Record extracts:
— start —

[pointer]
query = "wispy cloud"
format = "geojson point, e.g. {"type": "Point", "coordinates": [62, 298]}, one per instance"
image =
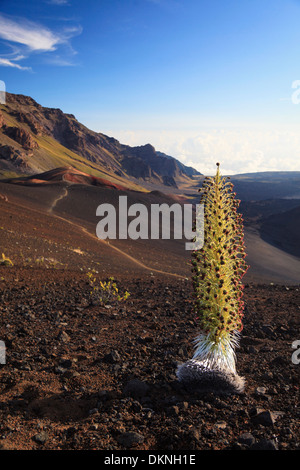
{"type": "Point", "coordinates": [13, 63]}
{"type": "Point", "coordinates": [28, 37]}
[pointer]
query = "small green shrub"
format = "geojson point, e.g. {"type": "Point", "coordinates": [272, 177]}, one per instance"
{"type": "Point", "coordinates": [4, 261]}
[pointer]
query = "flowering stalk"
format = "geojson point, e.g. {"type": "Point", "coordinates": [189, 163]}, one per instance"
{"type": "Point", "coordinates": [218, 269]}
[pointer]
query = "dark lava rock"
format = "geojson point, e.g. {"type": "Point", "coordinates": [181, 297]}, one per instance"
{"type": "Point", "coordinates": [266, 418]}
{"type": "Point", "coordinates": [136, 388]}
{"type": "Point", "coordinates": [246, 439]}
{"type": "Point", "coordinates": [265, 444]}
{"type": "Point", "coordinates": [41, 437]}
{"type": "Point", "coordinates": [112, 357]}
{"type": "Point", "coordinates": [130, 439]}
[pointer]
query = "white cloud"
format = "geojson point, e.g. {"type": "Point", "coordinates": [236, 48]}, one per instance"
{"type": "Point", "coordinates": [32, 37]}
{"type": "Point", "coordinates": [239, 149]}
{"type": "Point", "coordinates": [27, 33]}
{"type": "Point", "coordinates": [11, 63]}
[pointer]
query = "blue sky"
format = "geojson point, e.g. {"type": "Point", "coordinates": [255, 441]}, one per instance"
{"type": "Point", "coordinates": [204, 81]}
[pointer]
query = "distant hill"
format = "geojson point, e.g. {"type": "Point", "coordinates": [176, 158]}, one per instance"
{"type": "Point", "coordinates": [35, 139]}
{"type": "Point", "coordinates": [267, 185]}
{"type": "Point", "coordinates": [282, 230]}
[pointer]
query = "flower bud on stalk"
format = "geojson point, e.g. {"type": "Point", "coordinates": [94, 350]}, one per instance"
{"type": "Point", "coordinates": [218, 269]}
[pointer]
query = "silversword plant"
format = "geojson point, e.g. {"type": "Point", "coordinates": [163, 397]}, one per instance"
{"type": "Point", "coordinates": [218, 269]}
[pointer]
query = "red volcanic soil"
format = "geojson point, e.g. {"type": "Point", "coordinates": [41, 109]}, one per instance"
{"type": "Point", "coordinates": [68, 174]}
{"type": "Point", "coordinates": [81, 375]}
{"type": "Point", "coordinates": [84, 376]}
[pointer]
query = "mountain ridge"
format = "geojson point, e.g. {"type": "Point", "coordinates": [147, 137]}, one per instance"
{"type": "Point", "coordinates": [34, 139]}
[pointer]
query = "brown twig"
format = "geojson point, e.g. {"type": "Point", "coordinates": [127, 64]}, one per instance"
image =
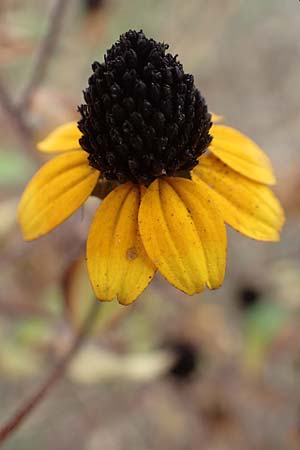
{"type": "Point", "coordinates": [13, 423]}
{"type": "Point", "coordinates": [44, 53]}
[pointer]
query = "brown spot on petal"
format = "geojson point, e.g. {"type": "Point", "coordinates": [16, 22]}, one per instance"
{"type": "Point", "coordinates": [131, 253]}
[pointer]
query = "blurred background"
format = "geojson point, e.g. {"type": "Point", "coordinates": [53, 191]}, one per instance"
{"type": "Point", "coordinates": [217, 371]}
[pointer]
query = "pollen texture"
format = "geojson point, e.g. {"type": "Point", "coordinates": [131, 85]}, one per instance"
{"type": "Point", "coordinates": [143, 116]}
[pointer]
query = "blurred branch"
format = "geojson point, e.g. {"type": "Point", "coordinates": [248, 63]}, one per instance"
{"type": "Point", "coordinates": [15, 118]}
{"type": "Point", "coordinates": [45, 52]}
{"type": "Point", "coordinates": [13, 423]}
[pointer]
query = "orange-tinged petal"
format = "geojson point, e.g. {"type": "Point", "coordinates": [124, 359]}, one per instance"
{"type": "Point", "coordinates": [56, 191]}
{"type": "Point", "coordinates": [61, 139]}
{"type": "Point", "coordinates": [117, 263]}
{"type": "Point", "coordinates": [183, 234]}
{"type": "Point", "coordinates": [247, 206]}
{"type": "Point", "coordinates": [241, 154]}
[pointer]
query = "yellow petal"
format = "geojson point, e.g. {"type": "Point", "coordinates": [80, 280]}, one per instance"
{"type": "Point", "coordinates": [117, 263]}
{"type": "Point", "coordinates": [63, 138]}
{"type": "Point", "coordinates": [59, 188]}
{"type": "Point", "coordinates": [184, 234]}
{"type": "Point", "coordinates": [241, 154]}
{"type": "Point", "coordinates": [247, 206]}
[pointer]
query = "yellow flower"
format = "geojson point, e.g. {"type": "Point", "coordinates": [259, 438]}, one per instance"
{"type": "Point", "coordinates": [169, 206]}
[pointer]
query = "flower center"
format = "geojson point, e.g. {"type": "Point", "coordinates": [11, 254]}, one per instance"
{"type": "Point", "coordinates": [143, 117]}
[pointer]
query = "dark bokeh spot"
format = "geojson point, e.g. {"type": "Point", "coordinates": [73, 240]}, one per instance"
{"type": "Point", "coordinates": [93, 5]}
{"type": "Point", "coordinates": [247, 297]}
{"type": "Point", "coordinates": [187, 357]}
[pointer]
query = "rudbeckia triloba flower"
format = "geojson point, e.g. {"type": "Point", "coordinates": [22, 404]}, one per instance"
{"type": "Point", "coordinates": [170, 176]}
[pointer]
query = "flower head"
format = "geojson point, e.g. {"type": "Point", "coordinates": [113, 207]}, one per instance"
{"type": "Point", "coordinates": [173, 177]}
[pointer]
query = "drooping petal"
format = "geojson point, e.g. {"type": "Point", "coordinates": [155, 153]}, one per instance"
{"type": "Point", "coordinates": [56, 191]}
{"type": "Point", "coordinates": [117, 262]}
{"type": "Point", "coordinates": [183, 234]}
{"type": "Point", "coordinates": [247, 206]}
{"type": "Point", "coordinates": [61, 139]}
{"type": "Point", "coordinates": [241, 154]}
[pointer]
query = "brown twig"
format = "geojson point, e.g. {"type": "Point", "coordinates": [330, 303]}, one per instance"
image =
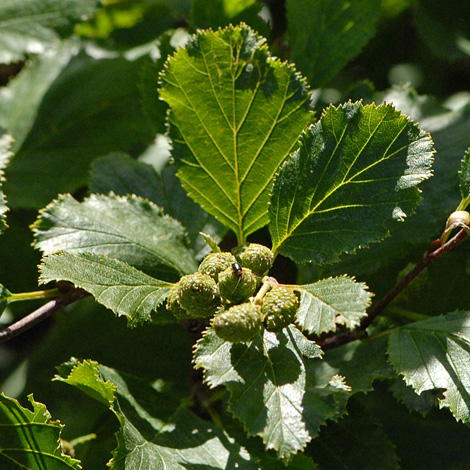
{"type": "Point", "coordinates": [434, 252]}
{"type": "Point", "coordinates": [41, 314]}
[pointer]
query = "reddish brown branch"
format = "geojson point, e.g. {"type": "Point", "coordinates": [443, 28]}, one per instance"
{"type": "Point", "coordinates": [41, 314]}
{"type": "Point", "coordinates": [434, 252]}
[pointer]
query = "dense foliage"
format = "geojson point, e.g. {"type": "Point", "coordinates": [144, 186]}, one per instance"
{"type": "Point", "coordinates": [273, 195]}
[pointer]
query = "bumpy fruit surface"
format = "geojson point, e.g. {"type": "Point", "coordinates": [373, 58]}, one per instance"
{"type": "Point", "coordinates": [198, 294]}
{"type": "Point", "coordinates": [258, 258]}
{"type": "Point", "coordinates": [173, 304]}
{"type": "Point", "coordinates": [215, 263]}
{"type": "Point", "coordinates": [279, 308]}
{"type": "Point", "coordinates": [239, 323]}
{"type": "Point", "coordinates": [237, 285]}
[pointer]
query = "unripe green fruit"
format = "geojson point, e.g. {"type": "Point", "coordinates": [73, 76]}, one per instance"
{"type": "Point", "coordinates": [258, 258]}
{"type": "Point", "coordinates": [239, 323]}
{"type": "Point", "coordinates": [173, 304]}
{"type": "Point", "coordinates": [279, 308]}
{"type": "Point", "coordinates": [198, 294]}
{"type": "Point", "coordinates": [237, 285]}
{"type": "Point", "coordinates": [215, 263]}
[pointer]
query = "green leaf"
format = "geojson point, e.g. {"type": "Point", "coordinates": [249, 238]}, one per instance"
{"type": "Point", "coordinates": [326, 35]}
{"type": "Point", "coordinates": [357, 168]}
{"type": "Point", "coordinates": [86, 377]}
{"type": "Point", "coordinates": [151, 431]}
{"type": "Point", "coordinates": [464, 176]}
{"type": "Point", "coordinates": [74, 103]}
{"type": "Point", "coordinates": [130, 229]}
{"type": "Point", "coordinates": [30, 439]}
{"type": "Point", "coordinates": [30, 27]}
{"type": "Point", "coordinates": [434, 354]}
{"type": "Point", "coordinates": [236, 113]}
{"type": "Point", "coordinates": [123, 175]}
{"type": "Point", "coordinates": [272, 390]}
{"type": "Point", "coordinates": [5, 142]}
{"type": "Point", "coordinates": [331, 302]}
{"type": "Point", "coordinates": [118, 286]}
{"type": "Point", "coordinates": [341, 445]}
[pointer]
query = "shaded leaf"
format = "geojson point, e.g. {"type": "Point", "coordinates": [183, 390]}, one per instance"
{"type": "Point", "coordinates": [5, 142]}
{"type": "Point", "coordinates": [30, 439]}
{"type": "Point", "coordinates": [118, 286]}
{"type": "Point", "coordinates": [326, 35]}
{"type": "Point", "coordinates": [130, 229]}
{"type": "Point", "coordinates": [355, 170]}
{"type": "Point", "coordinates": [31, 27]}
{"type": "Point", "coordinates": [271, 388]}
{"type": "Point", "coordinates": [434, 354]}
{"type": "Point", "coordinates": [68, 120]}
{"type": "Point", "coordinates": [341, 445]}
{"type": "Point", "coordinates": [464, 176]}
{"type": "Point", "coordinates": [153, 428]}
{"type": "Point", "coordinates": [85, 376]}
{"type": "Point", "coordinates": [236, 113]}
{"type": "Point", "coordinates": [331, 302]}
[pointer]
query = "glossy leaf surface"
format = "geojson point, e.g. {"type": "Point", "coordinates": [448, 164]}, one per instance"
{"type": "Point", "coordinates": [356, 170]}
{"type": "Point", "coordinates": [131, 229]}
{"type": "Point", "coordinates": [236, 113]}
{"type": "Point", "coordinates": [118, 286]}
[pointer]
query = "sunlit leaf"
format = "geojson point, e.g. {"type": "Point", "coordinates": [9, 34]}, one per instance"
{"type": "Point", "coordinates": [331, 302]}
{"type": "Point", "coordinates": [356, 169]}
{"type": "Point", "coordinates": [118, 286]}
{"type": "Point", "coordinates": [434, 354]}
{"type": "Point", "coordinates": [272, 390]}
{"type": "Point", "coordinates": [30, 439]}
{"type": "Point", "coordinates": [236, 113]}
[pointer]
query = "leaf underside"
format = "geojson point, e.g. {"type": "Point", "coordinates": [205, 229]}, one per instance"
{"type": "Point", "coordinates": [118, 286]}
{"type": "Point", "coordinates": [236, 113]}
{"type": "Point", "coordinates": [271, 386]}
{"type": "Point", "coordinates": [356, 170]}
{"type": "Point", "coordinates": [130, 229]}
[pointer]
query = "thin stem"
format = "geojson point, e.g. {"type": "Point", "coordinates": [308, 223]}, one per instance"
{"type": "Point", "coordinates": [41, 314]}
{"type": "Point", "coordinates": [40, 294]}
{"type": "Point", "coordinates": [434, 252]}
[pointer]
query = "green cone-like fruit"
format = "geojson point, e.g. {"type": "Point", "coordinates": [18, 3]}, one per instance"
{"type": "Point", "coordinates": [173, 304]}
{"type": "Point", "coordinates": [214, 263]}
{"type": "Point", "coordinates": [256, 257]}
{"type": "Point", "coordinates": [239, 323]}
{"type": "Point", "coordinates": [198, 294]}
{"type": "Point", "coordinates": [237, 284]}
{"type": "Point", "coordinates": [279, 308]}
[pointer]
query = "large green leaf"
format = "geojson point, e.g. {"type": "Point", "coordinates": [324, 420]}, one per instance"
{"type": "Point", "coordinates": [123, 175]}
{"type": "Point", "coordinates": [63, 121]}
{"type": "Point", "coordinates": [356, 169]}
{"type": "Point", "coordinates": [130, 228]}
{"type": "Point", "coordinates": [118, 286]}
{"type": "Point", "coordinates": [331, 302]}
{"type": "Point", "coordinates": [236, 113]}
{"type": "Point", "coordinates": [29, 27]}
{"type": "Point", "coordinates": [326, 34]}
{"type": "Point", "coordinates": [5, 142]}
{"type": "Point", "coordinates": [272, 390]}
{"type": "Point", "coordinates": [152, 434]}
{"type": "Point", "coordinates": [29, 439]}
{"type": "Point", "coordinates": [434, 354]}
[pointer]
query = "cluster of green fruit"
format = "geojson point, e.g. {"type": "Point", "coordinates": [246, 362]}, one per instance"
{"type": "Point", "coordinates": [224, 288]}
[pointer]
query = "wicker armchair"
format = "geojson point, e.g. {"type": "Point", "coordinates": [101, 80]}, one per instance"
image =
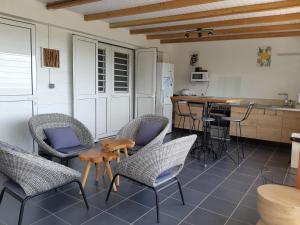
{"type": "Point", "coordinates": [38, 123]}
{"type": "Point", "coordinates": [155, 166]}
{"type": "Point", "coordinates": [130, 130]}
{"type": "Point", "coordinates": [30, 175]}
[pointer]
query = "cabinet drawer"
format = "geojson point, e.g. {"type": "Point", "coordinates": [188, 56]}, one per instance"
{"type": "Point", "coordinates": [291, 123]}
{"type": "Point", "coordinates": [269, 134]}
{"type": "Point", "coordinates": [243, 110]}
{"type": "Point", "coordinates": [291, 115]}
{"type": "Point", "coordinates": [248, 131]}
{"type": "Point", "coordinates": [270, 121]}
{"type": "Point", "coordinates": [250, 121]}
{"type": "Point", "coordinates": [273, 112]}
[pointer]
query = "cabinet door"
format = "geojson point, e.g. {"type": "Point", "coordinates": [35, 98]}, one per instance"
{"type": "Point", "coordinates": [121, 97]}
{"type": "Point", "coordinates": [270, 126]}
{"type": "Point", "coordinates": [145, 81]}
{"type": "Point", "coordinates": [85, 77]}
{"type": "Point", "coordinates": [17, 82]}
{"type": "Point", "coordinates": [103, 90]}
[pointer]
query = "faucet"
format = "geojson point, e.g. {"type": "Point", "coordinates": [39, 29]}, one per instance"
{"type": "Point", "coordinates": [286, 98]}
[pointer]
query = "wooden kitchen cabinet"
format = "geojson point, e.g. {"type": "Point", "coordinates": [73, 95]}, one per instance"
{"type": "Point", "coordinates": [188, 121]}
{"type": "Point", "coordinates": [269, 125]}
{"type": "Point", "coordinates": [249, 126]}
{"type": "Point", "coordinates": [263, 124]}
{"type": "Point", "coordinates": [290, 124]}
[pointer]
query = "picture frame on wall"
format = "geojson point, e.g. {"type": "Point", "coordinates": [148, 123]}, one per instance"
{"type": "Point", "coordinates": [50, 58]}
{"type": "Point", "coordinates": [264, 56]}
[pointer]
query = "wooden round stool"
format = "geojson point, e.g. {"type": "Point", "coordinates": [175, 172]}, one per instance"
{"type": "Point", "coordinates": [278, 205]}
{"type": "Point", "coordinates": [96, 156]}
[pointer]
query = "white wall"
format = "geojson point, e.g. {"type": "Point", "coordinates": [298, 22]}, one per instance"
{"type": "Point", "coordinates": [233, 70]}
{"type": "Point", "coordinates": [54, 29]}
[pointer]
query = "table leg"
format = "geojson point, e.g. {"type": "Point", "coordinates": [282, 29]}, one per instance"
{"type": "Point", "coordinates": [109, 172]}
{"type": "Point", "coordinates": [86, 173]}
{"type": "Point", "coordinates": [97, 171]}
{"type": "Point", "coordinates": [118, 161]}
{"type": "Point", "coordinates": [126, 153]}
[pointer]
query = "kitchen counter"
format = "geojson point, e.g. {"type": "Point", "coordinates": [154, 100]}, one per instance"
{"type": "Point", "coordinates": [204, 99]}
{"type": "Point", "coordinates": [270, 104]}
{"type": "Point", "coordinates": [269, 120]}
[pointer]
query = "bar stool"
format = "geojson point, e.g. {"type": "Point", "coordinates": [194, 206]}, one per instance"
{"type": "Point", "coordinates": [183, 115]}
{"type": "Point", "coordinates": [206, 146]}
{"type": "Point", "coordinates": [238, 130]}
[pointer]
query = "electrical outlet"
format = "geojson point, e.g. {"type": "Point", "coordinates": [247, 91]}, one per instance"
{"type": "Point", "coordinates": [51, 86]}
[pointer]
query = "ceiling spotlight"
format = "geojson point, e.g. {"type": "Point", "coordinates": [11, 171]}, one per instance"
{"type": "Point", "coordinates": [187, 34]}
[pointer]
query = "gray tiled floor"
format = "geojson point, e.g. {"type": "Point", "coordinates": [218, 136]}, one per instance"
{"type": "Point", "coordinates": [221, 194]}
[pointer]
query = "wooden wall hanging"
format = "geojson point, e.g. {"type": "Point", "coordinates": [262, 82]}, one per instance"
{"type": "Point", "coordinates": [51, 58]}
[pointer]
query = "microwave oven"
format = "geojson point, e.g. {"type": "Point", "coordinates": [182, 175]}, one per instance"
{"type": "Point", "coordinates": [199, 76]}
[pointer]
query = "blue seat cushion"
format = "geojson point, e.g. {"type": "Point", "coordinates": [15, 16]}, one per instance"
{"type": "Point", "coordinates": [61, 137]}
{"type": "Point", "coordinates": [167, 174]}
{"type": "Point", "coordinates": [73, 150]}
{"type": "Point", "coordinates": [147, 131]}
{"type": "Point", "coordinates": [134, 150]}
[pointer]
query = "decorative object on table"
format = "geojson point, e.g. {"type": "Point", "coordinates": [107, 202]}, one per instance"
{"type": "Point", "coordinates": [194, 59]}
{"type": "Point", "coordinates": [31, 175]}
{"type": "Point", "coordinates": [37, 125]}
{"type": "Point", "coordinates": [278, 205]}
{"type": "Point", "coordinates": [155, 166]}
{"type": "Point", "coordinates": [264, 56]}
{"type": "Point", "coordinates": [50, 58]}
{"type": "Point", "coordinates": [198, 69]}
{"type": "Point", "coordinates": [129, 131]}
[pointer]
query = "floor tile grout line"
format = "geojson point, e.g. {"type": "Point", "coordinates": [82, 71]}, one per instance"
{"type": "Point", "coordinates": [216, 188]}
{"type": "Point", "coordinates": [128, 198]}
{"type": "Point", "coordinates": [106, 210]}
{"type": "Point", "coordinates": [248, 189]}
{"type": "Point", "coordinates": [202, 172]}
{"type": "Point", "coordinates": [176, 191]}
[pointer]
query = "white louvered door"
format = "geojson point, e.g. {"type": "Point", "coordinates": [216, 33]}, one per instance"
{"type": "Point", "coordinates": [17, 82]}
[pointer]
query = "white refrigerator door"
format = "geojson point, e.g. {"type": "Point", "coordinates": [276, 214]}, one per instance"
{"type": "Point", "coordinates": [167, 89]}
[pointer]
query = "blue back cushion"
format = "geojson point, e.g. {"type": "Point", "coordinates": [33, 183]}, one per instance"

— end —

Exercise brief: List each line of the rows above that contains the string "wooden". Treat uppercase and lowercase letters as different.

Worked answer:
query = "wooden kitchen cabinet"
query = "wooden round stool"
query = "wooden wall hanging"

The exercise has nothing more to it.